*Tasks and exercises*
1 > Please print the stretch of the article on catalog copy from "May 01, 2006" through "outside that group.", keeping the wording unchanged.
2 > In the article on catalog copy, which two publications both feature the collapsible bed?

*Text passage*

+ + + + + + +

The rule of specificity

May 01, 2006 9:30 PM  By

Matching the offer to the prospect is a “given” in any professional sales situation…except for some catalogs. Why? Catalog marketing managers either have an awareness of the psychographic/demographic profile of their typical customers and prospects, or they don’t. If they do, copy swings toward benefit oriented. If they don’t, copy necessarily is safely vanilla descriptive. In today’s hypercompetitive marketplace, plain vanilla can be so tasteless that response is at best accidental or casual. Within the pages of catalogs whose content is psycho/demo aware, the thrust of selling copy can differ widely. That’s as it should be, with just one proviso, a mini-mantra truism we might call The Rule of Copy-Psychology Specificity:

The more precisely copy aims at a specific target group, the more it excludes potential buyers outside that group.

Suppose you have a collapsible bed, one you can stow in a closet. A gift catalog and a mailer targeting homeowners both feature this bed. That knowledge alone gives the copywriter basic direction, as it did in two catalogs on my desk. The gift catalog heading: “Give overnight guests the gift of a good night’s sleep with EZ Bed.” Subhead is: “With the turn of a dial, the EZ Bed transforms any room into a holiday guest room.”

+ + + + + + +

*Dataset records*
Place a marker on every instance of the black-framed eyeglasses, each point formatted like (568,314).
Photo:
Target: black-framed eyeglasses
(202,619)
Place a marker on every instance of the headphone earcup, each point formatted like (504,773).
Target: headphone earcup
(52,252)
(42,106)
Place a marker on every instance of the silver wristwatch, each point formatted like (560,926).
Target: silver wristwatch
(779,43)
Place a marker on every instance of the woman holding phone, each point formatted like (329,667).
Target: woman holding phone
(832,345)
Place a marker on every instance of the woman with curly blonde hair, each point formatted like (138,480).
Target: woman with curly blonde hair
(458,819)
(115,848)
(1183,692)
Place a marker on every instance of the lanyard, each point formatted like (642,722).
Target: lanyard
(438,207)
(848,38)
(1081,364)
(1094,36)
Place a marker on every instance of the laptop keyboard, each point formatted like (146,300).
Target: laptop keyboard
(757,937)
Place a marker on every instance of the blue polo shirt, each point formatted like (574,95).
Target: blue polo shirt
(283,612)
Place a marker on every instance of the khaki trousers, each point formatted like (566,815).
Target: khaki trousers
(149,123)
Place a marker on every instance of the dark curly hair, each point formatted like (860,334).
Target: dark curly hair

+ + + + + + +

*Solution set*
1 >
May 01, 2006 9:30 PM  By

Matching the offer to the prospect is a “given” in any professional sales situation…except for some catalogs. Why? Catalog marketing managers either have an awareness of the psychographic/demographic profile of their typical customers and prospects, or they don’t. If they do, copy swings toward benefit oriented. If they don’t, copy necessarily is safely vanilla descriptive. In today’s hypercompetitive marketplace, plain vanilla can be so tasteless that response is at best accidental or casual. Within the pages of catalogs whose content is psycho/demo aware, the thrust of selling copy can differ widely. That’s as it should be, with just one proviso, a mini-mantra truism we might call The Rule of Copy-Psychology Specificity:

The more precisely copy aims at a specific target group, the more it excludes potential buyers outside that group.

2 > A gift catalog and a mailer targeting homeowners.